→ Trecho de origem
/---

História que apresenta uma torção no seu curso com os movimentos de emergência e afirmação étnica que coincidem com a promulgação da Constituição de 1988, a organização de movimentos indígenas institucionalizados, com as retomadas de terras (SANTOS, 2009) que ocorreram desde o cacicado de Xicão Xukuru até 2012, sob o cacicado de Marcos Xukuru. Trata-se de uma linha do tempo que possibilita não apenas visualizar um contínuo das ações do povo Xukuru para reaver seu território, mas também demarca a potência das ações mobilizadas pela concepção de um sujeito coletivo de direito, suas dinâmicas sociais e territoriais que historicamente marcaram o estabelecimento dos Xukuru nessa região, suas histórias de lutas e resistências que são vivenciadas e marcadas pelos próprios Xukuru.

\---

→ Entradas de apontamento
/---

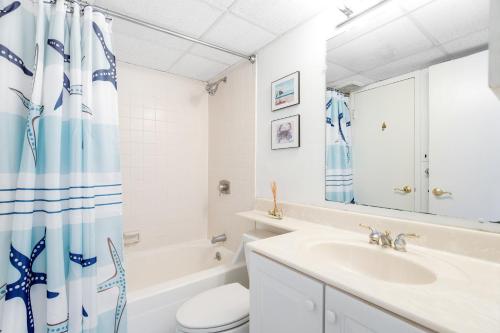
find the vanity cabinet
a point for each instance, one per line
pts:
(347, 314)
(283, 300)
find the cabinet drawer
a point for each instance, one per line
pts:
(347, 314)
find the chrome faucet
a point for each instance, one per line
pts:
(219, 238)
(399, 244)
(385, 239)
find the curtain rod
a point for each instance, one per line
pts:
(151, 26)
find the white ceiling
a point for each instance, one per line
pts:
(405, 35)
(240, 25)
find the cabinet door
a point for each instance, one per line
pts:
(282, 300)
(347, 314)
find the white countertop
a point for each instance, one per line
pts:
(464, 298)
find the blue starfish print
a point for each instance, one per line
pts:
(22, 287)
(117, 280)
(105, 74)
(3, 291)
(10, 8)
(67, 86)
(13, 58)
(61, 327)
(78, 258)
(34, 112)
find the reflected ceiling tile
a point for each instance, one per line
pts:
(234, 33)
(335, 72)
(406, 65)
(197, 67)
(369, 22)
(389, 43)
(357, 80)
(447, 20)
(277, 16)
(474, 41)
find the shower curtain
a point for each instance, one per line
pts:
(61, 267)
(338, 149)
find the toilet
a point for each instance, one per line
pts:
(221, 309)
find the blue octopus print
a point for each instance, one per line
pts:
(117, 280)
(27, 278)
(5, 52)
(105, 74)
(34, 112)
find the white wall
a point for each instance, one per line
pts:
(299, 172)
(232, 153)
(164, 154)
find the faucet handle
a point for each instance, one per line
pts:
(399, 243)
(374, 234)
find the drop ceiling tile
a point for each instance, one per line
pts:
(364, 24)
(236, 34)
(474, 41)
(149, 35)
(447, 20)
(197, 67)
(191, 17)
(131, 50)
(215, 55)
(389, 43)
(406, 65)
(277, 16)
(335, 72)
(410, 5)
(357, 80)
(222, 4)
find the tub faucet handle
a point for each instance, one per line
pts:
(219, 238)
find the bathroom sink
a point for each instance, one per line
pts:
(372, 261)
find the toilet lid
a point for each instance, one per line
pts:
(226, 306)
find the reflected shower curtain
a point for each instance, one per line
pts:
(61, 267)
(338, 149)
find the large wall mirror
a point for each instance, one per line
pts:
(411, 123)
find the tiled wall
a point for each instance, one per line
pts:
(164, 154)
(232, 153)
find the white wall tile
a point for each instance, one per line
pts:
(162, 165)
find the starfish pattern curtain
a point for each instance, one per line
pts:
(61, 267)
(338, 149)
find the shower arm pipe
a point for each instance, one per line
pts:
(155, 27)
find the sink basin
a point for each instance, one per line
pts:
(372, 261)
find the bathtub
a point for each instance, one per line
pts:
(161, 278)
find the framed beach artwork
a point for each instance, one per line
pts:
(285, 133)
(286, 91)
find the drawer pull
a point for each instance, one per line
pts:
(331, 317)
(310, 305)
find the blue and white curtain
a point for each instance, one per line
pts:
(338, 149)
(61, 264)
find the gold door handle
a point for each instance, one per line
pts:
(405, 189)
(439, 192)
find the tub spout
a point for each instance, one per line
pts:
(219, 238)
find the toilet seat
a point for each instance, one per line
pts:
(216, 310)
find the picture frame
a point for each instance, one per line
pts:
(285, 132)
(285, 92)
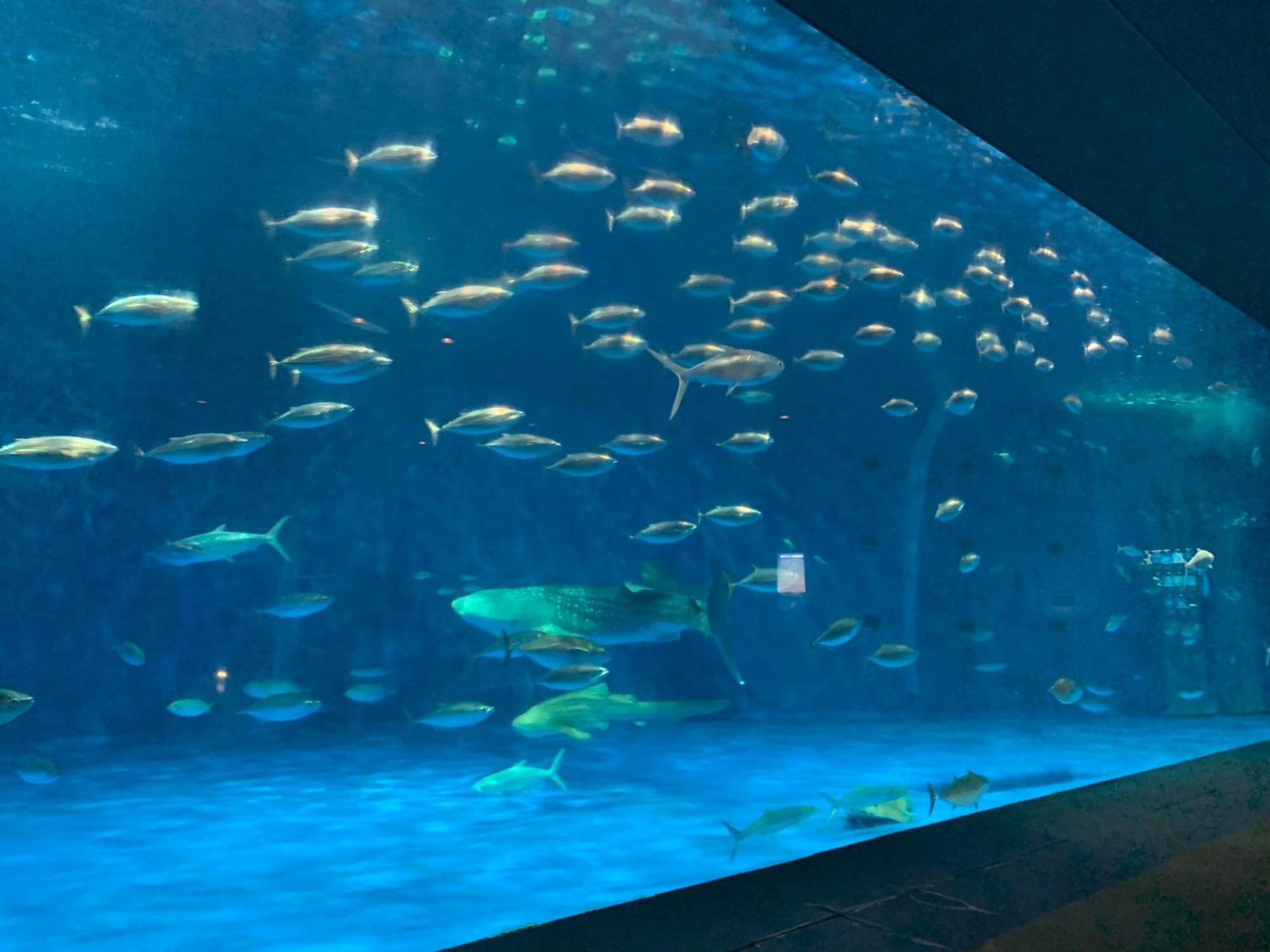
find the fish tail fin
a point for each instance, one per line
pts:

\---

→ O que fazer
**a.** Redigite a parte do trecho entre "História que apresenta" e "pelos próprios Xukuru.", inclusive.
**b.** Reúna todas as linhas das entradas que contêm a palavra "sink", diferenciando maiúsculas de minúsculas.
O trecho e as entradas não guardam relação entre si.

→ Soluções por tarefa
**a.**
História que apresenta uma torção no seu curso com os movimentos de emergência e afirmação étnica que coincidem com a promulgação da Constituição de 1988, a organização de movimentos indígenas institucionalizados, com as retomadas de terras (SANTOS, 2009) que ocorreram desde o cacicado de Xicão Xukuru até 2012, sob o cacicado de Marcos Xukuru. Trata-se de uma linha do tempo que possibilita não apenas visualizar um contínuo das ações do povo Xukuru para reaver seu território, mas também demarca a potência das ações mobilizadas pela concepção de um sujeito coletivo de direito, suas dinâmicas sociais e territoriais que historicamente marcaram o estabelecimento dos Xukuru nessa região, suas histórias de lutas e resistências que são vivenciadas e marcadas pelos próprios Xukuru.

**b.**
find the bathroom sink
find the sink basin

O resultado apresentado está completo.